- [Aim of the task]: Copy word for word, please, the lines of the entries below running from the one containing "Point out the bare" to the one containing "Point out the steep", both ends included.

- [Recorded data]:
===============

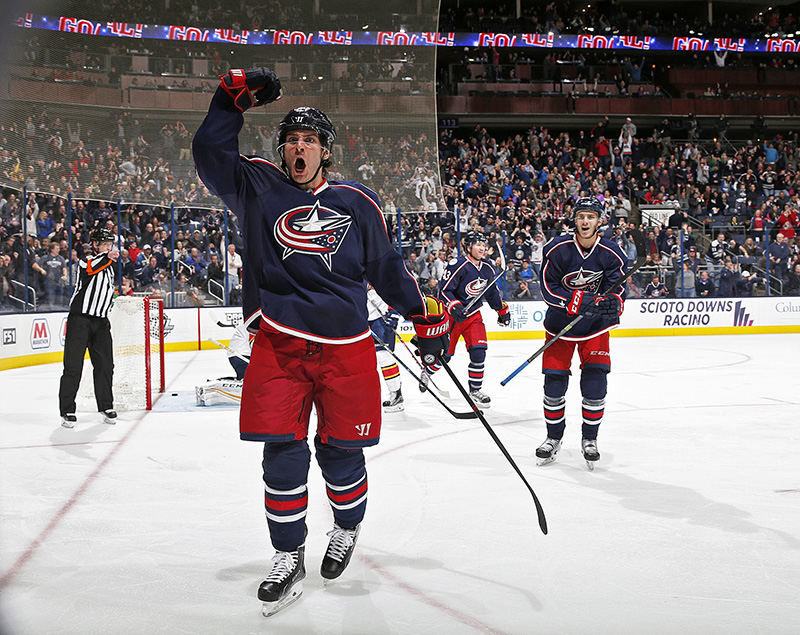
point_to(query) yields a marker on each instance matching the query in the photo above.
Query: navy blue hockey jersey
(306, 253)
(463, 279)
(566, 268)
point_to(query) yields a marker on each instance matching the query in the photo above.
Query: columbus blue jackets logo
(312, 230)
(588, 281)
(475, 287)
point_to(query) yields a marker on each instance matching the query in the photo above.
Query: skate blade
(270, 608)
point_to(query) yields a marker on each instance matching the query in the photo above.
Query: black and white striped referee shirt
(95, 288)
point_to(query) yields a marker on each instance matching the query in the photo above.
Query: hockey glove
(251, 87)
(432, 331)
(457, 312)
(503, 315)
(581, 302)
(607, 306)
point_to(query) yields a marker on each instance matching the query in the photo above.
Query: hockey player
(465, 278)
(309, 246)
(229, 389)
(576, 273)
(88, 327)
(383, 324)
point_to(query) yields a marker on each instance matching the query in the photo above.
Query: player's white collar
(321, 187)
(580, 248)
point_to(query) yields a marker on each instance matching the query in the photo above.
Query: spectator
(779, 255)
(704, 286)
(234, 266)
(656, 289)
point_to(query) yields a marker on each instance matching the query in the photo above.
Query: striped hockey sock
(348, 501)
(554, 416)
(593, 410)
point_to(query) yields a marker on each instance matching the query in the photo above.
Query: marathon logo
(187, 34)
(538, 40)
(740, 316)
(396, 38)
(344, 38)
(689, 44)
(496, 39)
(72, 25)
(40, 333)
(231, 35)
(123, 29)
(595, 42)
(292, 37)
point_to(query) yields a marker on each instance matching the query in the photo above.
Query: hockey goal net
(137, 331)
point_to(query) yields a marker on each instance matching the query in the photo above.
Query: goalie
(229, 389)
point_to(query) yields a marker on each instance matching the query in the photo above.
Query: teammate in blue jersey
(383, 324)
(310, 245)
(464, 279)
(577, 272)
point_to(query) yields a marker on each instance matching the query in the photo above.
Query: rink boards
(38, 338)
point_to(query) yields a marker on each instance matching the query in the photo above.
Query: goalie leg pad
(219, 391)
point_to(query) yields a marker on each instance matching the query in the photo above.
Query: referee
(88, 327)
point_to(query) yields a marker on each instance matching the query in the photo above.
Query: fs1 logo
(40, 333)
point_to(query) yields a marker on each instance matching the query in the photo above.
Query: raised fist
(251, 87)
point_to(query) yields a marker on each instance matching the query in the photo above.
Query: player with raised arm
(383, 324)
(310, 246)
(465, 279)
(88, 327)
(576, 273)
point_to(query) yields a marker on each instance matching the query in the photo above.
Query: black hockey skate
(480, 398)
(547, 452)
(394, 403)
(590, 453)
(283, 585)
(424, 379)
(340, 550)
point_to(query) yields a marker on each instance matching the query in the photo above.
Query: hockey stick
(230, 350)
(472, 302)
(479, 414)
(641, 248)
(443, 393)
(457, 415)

===============

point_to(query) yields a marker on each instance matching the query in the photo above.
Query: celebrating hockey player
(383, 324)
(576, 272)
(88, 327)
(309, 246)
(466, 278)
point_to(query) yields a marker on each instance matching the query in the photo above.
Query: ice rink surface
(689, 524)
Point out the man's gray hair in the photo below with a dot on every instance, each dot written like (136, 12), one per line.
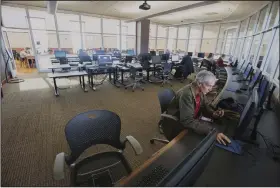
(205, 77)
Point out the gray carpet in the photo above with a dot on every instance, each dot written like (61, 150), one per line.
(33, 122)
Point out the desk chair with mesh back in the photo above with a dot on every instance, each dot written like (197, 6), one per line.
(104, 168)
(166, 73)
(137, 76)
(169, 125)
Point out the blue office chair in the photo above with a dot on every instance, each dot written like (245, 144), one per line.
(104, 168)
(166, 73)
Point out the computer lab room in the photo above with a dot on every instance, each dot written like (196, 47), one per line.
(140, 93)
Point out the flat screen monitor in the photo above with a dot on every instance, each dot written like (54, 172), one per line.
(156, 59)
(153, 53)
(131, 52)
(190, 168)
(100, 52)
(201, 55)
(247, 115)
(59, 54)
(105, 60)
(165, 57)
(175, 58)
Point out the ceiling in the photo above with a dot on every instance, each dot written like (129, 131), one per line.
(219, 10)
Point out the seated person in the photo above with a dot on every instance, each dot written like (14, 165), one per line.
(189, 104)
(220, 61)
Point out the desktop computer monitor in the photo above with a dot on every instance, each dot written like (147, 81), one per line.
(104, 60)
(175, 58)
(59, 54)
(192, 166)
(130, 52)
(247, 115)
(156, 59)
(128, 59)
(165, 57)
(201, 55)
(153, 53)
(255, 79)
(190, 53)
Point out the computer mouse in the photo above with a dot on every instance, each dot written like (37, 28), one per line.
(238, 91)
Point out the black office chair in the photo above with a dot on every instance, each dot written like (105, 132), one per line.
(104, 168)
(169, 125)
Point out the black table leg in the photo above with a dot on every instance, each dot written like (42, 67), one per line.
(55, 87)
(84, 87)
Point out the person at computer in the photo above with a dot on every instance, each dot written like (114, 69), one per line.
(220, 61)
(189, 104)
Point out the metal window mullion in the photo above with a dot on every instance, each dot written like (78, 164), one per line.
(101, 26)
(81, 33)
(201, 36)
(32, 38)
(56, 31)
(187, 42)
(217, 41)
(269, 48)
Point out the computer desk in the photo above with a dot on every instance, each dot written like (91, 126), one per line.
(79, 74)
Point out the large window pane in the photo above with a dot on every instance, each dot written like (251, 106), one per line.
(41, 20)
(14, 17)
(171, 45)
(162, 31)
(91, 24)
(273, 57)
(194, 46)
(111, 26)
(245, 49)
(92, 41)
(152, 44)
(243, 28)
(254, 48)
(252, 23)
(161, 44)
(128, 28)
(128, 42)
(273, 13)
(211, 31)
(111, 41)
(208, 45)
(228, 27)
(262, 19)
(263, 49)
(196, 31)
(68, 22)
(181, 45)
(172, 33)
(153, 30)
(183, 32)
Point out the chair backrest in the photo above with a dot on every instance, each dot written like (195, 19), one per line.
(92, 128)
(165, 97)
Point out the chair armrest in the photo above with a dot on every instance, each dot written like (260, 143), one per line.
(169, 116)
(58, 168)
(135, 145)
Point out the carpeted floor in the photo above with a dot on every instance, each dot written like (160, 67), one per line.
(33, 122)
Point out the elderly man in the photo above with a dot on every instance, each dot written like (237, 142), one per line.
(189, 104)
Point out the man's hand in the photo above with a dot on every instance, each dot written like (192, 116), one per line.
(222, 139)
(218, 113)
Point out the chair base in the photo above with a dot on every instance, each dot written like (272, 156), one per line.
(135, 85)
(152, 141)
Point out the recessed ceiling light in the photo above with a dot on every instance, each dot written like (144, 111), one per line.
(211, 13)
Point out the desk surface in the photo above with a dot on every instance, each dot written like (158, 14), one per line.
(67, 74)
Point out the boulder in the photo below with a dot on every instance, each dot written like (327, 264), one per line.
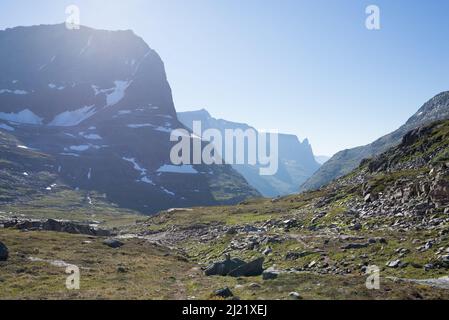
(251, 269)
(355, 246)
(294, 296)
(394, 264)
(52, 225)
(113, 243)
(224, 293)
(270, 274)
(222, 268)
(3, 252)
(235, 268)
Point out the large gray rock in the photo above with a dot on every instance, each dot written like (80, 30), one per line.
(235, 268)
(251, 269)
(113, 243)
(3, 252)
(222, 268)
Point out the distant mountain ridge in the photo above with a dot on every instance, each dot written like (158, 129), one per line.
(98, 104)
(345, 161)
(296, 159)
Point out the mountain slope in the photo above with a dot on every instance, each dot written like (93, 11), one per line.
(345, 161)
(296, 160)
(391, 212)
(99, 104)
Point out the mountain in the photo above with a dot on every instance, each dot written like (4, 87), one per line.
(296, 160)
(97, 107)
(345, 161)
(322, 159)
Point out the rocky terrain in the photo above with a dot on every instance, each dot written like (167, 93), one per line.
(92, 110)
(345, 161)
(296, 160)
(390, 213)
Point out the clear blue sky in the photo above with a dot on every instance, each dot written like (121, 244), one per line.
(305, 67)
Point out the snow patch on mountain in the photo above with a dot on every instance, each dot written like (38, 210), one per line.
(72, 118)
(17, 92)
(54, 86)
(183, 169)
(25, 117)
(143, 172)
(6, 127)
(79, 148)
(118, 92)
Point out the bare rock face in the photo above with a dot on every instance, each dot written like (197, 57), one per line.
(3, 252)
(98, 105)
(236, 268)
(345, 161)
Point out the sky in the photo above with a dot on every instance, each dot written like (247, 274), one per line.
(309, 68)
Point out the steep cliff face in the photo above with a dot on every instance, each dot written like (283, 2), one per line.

===============

- [Expected answer]:
Point out the bare rock face in the photo above with a dot on every instance, each dot written like (197, 57), one per line.
(3, 252)
(98, 105)
(236, 268)
(345, 161)
Point out the sky in the photo above with a dot on every instance, each dot written like (247, 274), one per line.
(309, 68)
Point out the steep cliff face in the photo above with a dot on every instance, each dot written like (283, 2), one per line.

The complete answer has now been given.